▶ **Request**
From the acceptance criteria below, list every SERP element that must be generated.

▶ **Source**

»»

Credit deduction follows existing `CreditUsageLog` pattern: log entry created per operation with `operation_type`, `credits_used`, `content` FK.

---

## 5. ACCEPTANCE CRITERIA

### Schema Generation
- [ ] Article/BlogPosting schema generated for all `content_type='post'` content
- [ ] Product schema generated for `content_type='product'` and `content_structure='product_page'` content
- [ ] Service schema generated for `content_structure='service_page'` content
- [ ] BreadcrumbList schema generated for all content using SAG hierarchy
- [ ] FAQPage schema auto-detected and generated when content has question-pattern headings
- [ ] HowTo schema auto-detected and generated when content has step-by-step lists
- [ ] Schema stacking works — content with FAQ + Article gets both schemas in array
- [ ] All schemas pass SchemaValidationService checks for Google required fields

### SERP Enhancement
- [ ] TL;DR box generated and injected for applicable content structures
- [ ] Table of Contents auto-generated from H2/H3 headings with working anchor links
- [ ] Key Takeaways bullet list generated for applicable content
- [ ] People Also Ask section generated with 4-6 questions + answers
- [ ] Comparison Tables generated for comparison/review content
- [ ] Pro/Con boxes generated for review/product_page content
- [ ] All SERP elements wrapped in `<div data-serp-element="{type}">` for reliable removal
- [ ] SERP elements can be removed without corrupting content
- [ ] Applicability matrix enforced — no TL;DR on landing_page, etc.

««

▶ **Record set**
»»

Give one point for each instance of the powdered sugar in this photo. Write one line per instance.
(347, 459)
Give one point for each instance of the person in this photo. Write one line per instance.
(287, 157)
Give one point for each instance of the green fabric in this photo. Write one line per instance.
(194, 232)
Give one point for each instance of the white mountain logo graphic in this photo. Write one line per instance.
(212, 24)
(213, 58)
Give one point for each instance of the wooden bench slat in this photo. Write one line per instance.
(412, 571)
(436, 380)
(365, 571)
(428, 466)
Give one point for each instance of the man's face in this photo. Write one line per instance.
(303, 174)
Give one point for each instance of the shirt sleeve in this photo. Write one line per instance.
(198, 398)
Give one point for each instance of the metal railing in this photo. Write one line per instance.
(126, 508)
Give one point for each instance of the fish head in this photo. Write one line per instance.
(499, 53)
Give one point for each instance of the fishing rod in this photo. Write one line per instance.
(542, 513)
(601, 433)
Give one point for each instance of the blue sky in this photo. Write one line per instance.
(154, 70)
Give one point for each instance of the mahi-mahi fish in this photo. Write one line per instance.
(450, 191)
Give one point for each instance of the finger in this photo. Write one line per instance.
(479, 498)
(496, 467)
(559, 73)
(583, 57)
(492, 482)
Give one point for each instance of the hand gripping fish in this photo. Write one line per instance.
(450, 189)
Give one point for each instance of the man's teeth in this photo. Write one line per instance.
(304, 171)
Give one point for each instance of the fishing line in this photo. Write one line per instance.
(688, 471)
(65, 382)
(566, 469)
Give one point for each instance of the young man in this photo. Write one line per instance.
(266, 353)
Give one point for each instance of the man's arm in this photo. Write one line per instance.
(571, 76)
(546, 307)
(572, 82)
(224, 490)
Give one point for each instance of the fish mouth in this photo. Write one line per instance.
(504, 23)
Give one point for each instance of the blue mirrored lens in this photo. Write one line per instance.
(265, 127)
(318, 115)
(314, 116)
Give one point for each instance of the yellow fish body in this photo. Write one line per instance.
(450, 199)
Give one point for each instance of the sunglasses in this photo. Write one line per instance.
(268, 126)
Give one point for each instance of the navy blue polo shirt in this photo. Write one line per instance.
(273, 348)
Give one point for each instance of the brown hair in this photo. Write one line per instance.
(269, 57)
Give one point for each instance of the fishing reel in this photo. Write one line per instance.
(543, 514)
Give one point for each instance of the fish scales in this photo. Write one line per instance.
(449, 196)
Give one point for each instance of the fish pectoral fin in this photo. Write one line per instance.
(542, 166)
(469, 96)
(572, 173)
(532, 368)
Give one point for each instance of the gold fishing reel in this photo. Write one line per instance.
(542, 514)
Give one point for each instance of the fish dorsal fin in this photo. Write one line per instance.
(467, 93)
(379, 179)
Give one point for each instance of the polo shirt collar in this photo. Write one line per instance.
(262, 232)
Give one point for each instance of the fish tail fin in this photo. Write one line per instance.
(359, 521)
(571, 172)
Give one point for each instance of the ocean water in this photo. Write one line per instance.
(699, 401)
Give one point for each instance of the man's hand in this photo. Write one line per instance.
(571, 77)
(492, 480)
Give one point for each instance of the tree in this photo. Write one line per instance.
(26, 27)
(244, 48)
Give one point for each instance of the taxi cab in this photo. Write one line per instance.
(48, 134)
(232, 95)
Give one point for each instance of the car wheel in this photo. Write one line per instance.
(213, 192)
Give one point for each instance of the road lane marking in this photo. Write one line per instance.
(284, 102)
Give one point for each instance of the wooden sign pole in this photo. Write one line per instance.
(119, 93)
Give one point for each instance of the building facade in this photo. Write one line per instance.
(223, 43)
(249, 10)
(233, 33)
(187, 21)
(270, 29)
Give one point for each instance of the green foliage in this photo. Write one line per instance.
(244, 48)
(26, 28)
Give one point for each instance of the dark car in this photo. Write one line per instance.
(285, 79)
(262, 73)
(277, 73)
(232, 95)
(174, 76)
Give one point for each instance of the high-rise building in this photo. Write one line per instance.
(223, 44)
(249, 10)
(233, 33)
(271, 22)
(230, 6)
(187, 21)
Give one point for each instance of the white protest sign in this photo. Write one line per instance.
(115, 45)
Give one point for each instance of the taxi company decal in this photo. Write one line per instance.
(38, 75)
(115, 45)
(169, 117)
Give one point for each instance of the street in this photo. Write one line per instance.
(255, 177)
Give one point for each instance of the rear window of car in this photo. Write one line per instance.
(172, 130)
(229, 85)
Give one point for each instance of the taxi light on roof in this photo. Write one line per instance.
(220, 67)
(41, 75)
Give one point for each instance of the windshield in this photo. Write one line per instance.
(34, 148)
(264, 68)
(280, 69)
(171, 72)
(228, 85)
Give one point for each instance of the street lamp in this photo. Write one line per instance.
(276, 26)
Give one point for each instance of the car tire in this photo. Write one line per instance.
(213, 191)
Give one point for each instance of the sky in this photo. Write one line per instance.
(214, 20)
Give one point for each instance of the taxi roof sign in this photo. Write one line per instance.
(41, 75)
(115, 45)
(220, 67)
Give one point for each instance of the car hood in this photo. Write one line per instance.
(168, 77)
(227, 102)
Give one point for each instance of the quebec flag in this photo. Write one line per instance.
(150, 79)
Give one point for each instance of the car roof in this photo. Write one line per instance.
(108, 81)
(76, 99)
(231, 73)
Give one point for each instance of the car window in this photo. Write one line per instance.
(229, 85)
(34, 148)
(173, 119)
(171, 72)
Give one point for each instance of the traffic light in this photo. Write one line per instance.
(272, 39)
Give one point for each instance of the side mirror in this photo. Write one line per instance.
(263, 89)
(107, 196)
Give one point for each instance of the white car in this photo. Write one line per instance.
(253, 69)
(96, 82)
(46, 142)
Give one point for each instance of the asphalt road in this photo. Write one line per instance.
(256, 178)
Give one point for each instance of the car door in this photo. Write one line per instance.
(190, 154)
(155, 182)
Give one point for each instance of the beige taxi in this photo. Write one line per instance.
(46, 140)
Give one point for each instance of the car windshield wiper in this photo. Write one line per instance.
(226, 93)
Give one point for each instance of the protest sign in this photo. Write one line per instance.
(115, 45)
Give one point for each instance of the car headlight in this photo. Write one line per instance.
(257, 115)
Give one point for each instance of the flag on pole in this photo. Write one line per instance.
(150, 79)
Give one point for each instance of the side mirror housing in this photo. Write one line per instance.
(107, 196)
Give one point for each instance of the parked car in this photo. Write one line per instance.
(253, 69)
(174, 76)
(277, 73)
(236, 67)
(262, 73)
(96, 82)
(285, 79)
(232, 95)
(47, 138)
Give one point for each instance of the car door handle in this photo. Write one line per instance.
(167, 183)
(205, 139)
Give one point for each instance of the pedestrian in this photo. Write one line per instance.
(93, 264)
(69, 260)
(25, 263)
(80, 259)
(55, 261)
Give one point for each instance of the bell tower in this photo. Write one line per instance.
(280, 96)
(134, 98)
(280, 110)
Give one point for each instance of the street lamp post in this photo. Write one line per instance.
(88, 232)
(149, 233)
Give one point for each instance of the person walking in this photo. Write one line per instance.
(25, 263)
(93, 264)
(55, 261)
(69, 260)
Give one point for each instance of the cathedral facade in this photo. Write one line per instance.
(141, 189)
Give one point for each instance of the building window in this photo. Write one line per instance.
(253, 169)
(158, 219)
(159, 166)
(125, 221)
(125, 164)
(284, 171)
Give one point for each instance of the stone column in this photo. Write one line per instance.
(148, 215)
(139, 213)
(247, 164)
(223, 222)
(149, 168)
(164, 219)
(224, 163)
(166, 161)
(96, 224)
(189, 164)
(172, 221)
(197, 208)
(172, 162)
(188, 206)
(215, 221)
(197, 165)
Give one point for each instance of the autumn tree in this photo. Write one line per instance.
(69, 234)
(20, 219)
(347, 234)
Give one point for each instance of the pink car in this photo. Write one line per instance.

««

▶ **Answer to this exercise**
- TL;DR box
- Table of Contents
- Key Takeaways bullet list
- People Also Ask section
- Comparison Tables
- Pro/Con boxes